Top of Source data

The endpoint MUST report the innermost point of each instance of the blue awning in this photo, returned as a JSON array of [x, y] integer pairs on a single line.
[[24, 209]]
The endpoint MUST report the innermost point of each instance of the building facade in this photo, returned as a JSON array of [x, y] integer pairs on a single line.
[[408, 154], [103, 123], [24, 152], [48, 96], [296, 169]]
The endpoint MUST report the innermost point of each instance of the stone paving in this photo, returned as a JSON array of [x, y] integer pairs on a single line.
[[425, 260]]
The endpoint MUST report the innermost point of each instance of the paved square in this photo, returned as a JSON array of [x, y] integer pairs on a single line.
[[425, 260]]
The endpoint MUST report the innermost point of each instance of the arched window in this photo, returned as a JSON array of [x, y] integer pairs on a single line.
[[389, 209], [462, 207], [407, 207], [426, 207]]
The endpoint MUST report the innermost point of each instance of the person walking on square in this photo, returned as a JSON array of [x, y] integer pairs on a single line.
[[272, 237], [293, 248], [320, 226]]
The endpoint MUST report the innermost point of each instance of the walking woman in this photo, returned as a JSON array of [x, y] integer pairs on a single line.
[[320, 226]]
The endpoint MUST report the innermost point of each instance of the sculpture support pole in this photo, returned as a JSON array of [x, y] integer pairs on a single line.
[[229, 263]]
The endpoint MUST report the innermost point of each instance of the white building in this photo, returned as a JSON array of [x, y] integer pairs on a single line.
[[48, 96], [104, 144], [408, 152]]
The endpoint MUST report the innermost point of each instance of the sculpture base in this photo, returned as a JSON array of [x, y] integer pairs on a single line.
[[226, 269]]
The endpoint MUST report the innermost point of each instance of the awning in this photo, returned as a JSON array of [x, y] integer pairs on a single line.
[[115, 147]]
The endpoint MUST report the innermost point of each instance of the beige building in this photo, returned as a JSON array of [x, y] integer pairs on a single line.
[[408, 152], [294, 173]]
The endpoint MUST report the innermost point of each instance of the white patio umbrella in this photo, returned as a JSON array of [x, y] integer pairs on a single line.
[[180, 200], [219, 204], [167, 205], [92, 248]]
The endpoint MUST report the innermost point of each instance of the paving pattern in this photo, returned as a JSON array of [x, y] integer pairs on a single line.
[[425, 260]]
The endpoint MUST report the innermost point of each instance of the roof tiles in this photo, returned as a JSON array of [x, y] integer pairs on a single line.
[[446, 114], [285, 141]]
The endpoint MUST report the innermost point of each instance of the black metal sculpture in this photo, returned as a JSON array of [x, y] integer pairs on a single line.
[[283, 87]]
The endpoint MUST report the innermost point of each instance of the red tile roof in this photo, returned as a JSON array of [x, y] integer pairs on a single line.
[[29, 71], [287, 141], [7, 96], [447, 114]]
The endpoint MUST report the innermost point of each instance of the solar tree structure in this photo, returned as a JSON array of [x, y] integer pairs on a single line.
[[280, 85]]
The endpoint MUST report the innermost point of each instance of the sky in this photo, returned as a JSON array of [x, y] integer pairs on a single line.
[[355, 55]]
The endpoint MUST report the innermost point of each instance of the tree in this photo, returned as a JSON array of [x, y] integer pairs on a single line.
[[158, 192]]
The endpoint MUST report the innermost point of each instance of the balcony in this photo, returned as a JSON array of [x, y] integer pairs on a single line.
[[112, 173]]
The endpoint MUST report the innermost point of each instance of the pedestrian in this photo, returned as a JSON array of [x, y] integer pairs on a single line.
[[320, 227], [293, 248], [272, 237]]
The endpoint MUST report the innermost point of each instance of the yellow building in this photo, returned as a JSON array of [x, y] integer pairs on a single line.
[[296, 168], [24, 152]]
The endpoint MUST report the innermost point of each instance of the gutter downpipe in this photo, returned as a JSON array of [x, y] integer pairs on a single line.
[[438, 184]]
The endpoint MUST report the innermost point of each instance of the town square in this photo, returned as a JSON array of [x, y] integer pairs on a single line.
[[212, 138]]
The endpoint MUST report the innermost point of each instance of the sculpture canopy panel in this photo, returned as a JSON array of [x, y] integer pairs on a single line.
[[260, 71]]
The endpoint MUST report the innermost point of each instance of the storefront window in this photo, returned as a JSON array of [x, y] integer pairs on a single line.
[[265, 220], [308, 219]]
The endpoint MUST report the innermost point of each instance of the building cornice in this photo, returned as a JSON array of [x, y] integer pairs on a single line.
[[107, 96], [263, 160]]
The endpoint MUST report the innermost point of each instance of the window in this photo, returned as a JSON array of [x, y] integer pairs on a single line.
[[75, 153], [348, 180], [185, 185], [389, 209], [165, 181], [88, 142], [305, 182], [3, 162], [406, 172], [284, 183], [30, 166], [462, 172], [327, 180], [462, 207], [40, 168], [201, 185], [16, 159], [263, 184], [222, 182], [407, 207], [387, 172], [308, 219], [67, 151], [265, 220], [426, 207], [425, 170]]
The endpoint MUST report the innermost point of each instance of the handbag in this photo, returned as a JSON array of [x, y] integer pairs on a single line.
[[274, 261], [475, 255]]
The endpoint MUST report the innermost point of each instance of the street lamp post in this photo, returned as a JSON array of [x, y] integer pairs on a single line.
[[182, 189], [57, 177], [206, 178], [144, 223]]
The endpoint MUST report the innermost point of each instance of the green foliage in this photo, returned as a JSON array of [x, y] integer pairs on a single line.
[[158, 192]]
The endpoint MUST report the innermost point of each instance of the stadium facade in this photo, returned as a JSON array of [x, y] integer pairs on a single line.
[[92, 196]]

Bottom of Source data

## What is required
Write all of the records out exactly, including every line.

## Reply to the exercise
The endpoint MUST report the innermost point of each instance of the blue awning in this photo, returned as a JSON array of [x, y] integer pairs on a single line.
[[24, 209]]
The endpoint MUST report the innermost point of each instance of the building facade in this photo, returned as a JSON array of [x, y] integer pairs on a single line.
[[408, 154], [103, 123], [24, 152], [48, 96], [296, 169]]
The endpoint MUST report the innermost point of each instance of the stone paving in this photo, returned as a JSON array of [x, y] integer pairs on a single line.
[[425, 260]]
The endpoint MUST report the innermost point of each instance of the paved square in this photo, returned as a JSON array of [x, y] integer pairs on a single line.
[[425, 260]]
The endpoint MUST report the innermost point of each instance of the arched window in this photo, returned as a JSON array of [x, y] integer pairs on a single line.
[[389, 209], [462, 207], [407, 207], [426, 207]]
The endpoint MUST report the innermost point of each instance of the person walking on square in this photo, returned as a JSON array of [x, y] integer pairs on a single line.
[[272, 237], [293, 248], [320, 226]]
The endpoint MUST report the innermost point of each instance of the walking woman in this photo, returned as a JSON array of [x, y] integer pairs on a single line.
[[320, 226]]
The endpoint MUST report the innermost point of each instance of the sculpture support pole in this photo, returned as a JSON array of [x, y] integer pairs on a single line.
[[229, 263]]
The endpoint MUST report the innermost point of each instance of the white building in this photo, returned as a JSON array of [x, y] integer pairs on a single line.
[[48, 96], [104, 144], [408, 152]]
The endpoint MUST report the innermost point of each instance of the sculpture base in this photo, returned as a JSON array of [x, y] integer pairs on a single line.
[[226, 269]]
The endpoint MUST report the innermost point of each instance of the awning in this photo, returned as a JSON array of [x, y] integer pairs on a single line.
[[115, 147]]
The endpoint MUST report the innermost point of each instance of the beige building in this photo, returned as a JSON array of [x, y] integer pairs on a single line.
[[408, 152], [294, 173]]
The endpoint MUST report the innermost point of each instance of the white patio umbrella in this photo, returned as a JSON array of [x, y] integer pairs on a single line.
[[180, 200], [219, 204], [167, 205], [92, 248]]
The endpoint MUST report the innermost point of each instance of the paving pattern in this photo, returned as a JSON array of [x, y] integer pairs on a single line.
[[425, 260]]
The endpoint MUST report the innermost point of each instance of the roof tiles in this photo, returned as a JSON array of [x, y] integer pairs on a single line.
[[446, 114], [285, 141]]
The endpoint MUST report the innermost point of each instance of the black metal sculpture in this photo, returned as a JSON array of [x, y] integer pairs on a single line.
[[283, 87]]
The endpoint MUST report the innermost point of each instance of the red tile roof in this photo, returned as a JSON array of [x, y] integer pairs on a single line.
[[29, 71], [287, 141], [7, 96], [447, 114]]
The endpoint MUST report the innermost point of each instance of the solar tree structure in this photo, returned as a JSON array of [x, y] integer pairs on a single line.
[[280, 85]]
The endpoint MUST report the innermost point of each instance of the sky in this photo, returned as a JSON array of [x, y] integer pairs on a single line.
[[355, 55]]
The endpoint MUST report the innermost point of each instance of the tree in this photo, returned as a JSON array of [x, y] integer pairs on a single line.
[[158, 192]]
The endpoint MUST report the innermost point of each instance of the balcony in this photo, returned as a JSON array of [x, y] integer pairs on a single line.
[[112, 173]]
The endpoint MUST report the innermost point of each instance of the pedestrian in this photo, returned as a JSON array of [x, y] integer pairs on a single line.
[[320, 227], [293, 248], [272, 237]]
The endpoint MUST report the innermost point of each instance of the yellow building in this photo, returned as a JSON array of [x, y] integer pairs on a single line.
[[296, 168], [24, 152]]
The endpoint MUST report the innermost point of each instance of the gutter downpipe in this photo, returned as a JSON array of [x, y] integer pairs on a single line.
[[438, 184]]
The endpoint MUST report the innermost point of each instance of the town square in this photo, returned as a JSON array of [x, y] integer pairs on a single line.
[[212, 138]]
The endpoint MUST report the innermost point of each instance of the sculpture canopy panel in this photo, returned as a JSON array of [x, y] integer pairs on a single line.
[[260, 71]]
The endpoint MUST report the innermost point of each instance of the storefront window in this photo, returned as a JSON array of [x, y] integer pairs on a single line.
[[265, 220], [308, 219]]
The endpoint MUST report the innermost point of each instance of the building cornice in this photo, returned as a JSON array of [x, y] integer pairs on a single line.
[[107, 96], [263, 160]]
The endpoint MUST report the innermost point of each instance of the window in this photo, returned as a JSON array of [x, y] integer pairs on a single line.
[[75, 153], [348, 180], [185, 185], [389, 209], [165, 181], [88, 142], [305, 182], [3, 162], [406, 172], [284, 183], [30, 166], [462, 172], [327, 180], [462, 207], [40, 168], [201, 185], [16, 159], [263, 184], [222, 182], [407, 207], [387, 172], [308, 219], [67, 151], [265, 220], [426, 207], [425, 170]]
The endpoint MUST report the innermost point of each instance of the handbag in this photo, returned as a JSON array of [x, y] integer pairs on a single line.
[[274, 261], [475, 255]]
The endpoint MUST report the innermost point of each instance of the street lamp post in this photo, returned as a JSON array of [x, y] integer pairs on a single line.
[[182, 189], [57, 177], [206, 178], [144, 223]]
The endpoint MUST report the innermost point of each instance of the green foliage in this photo, returned as a JSON array of [x, y] integer pairs on a single line.
[[158, 192]]
The endpoint MUST report the innermost point of each instance of the stadium facade in this photo, returned as a JSON array of [x, y] integer pairs on a single line.
[[92, 196]]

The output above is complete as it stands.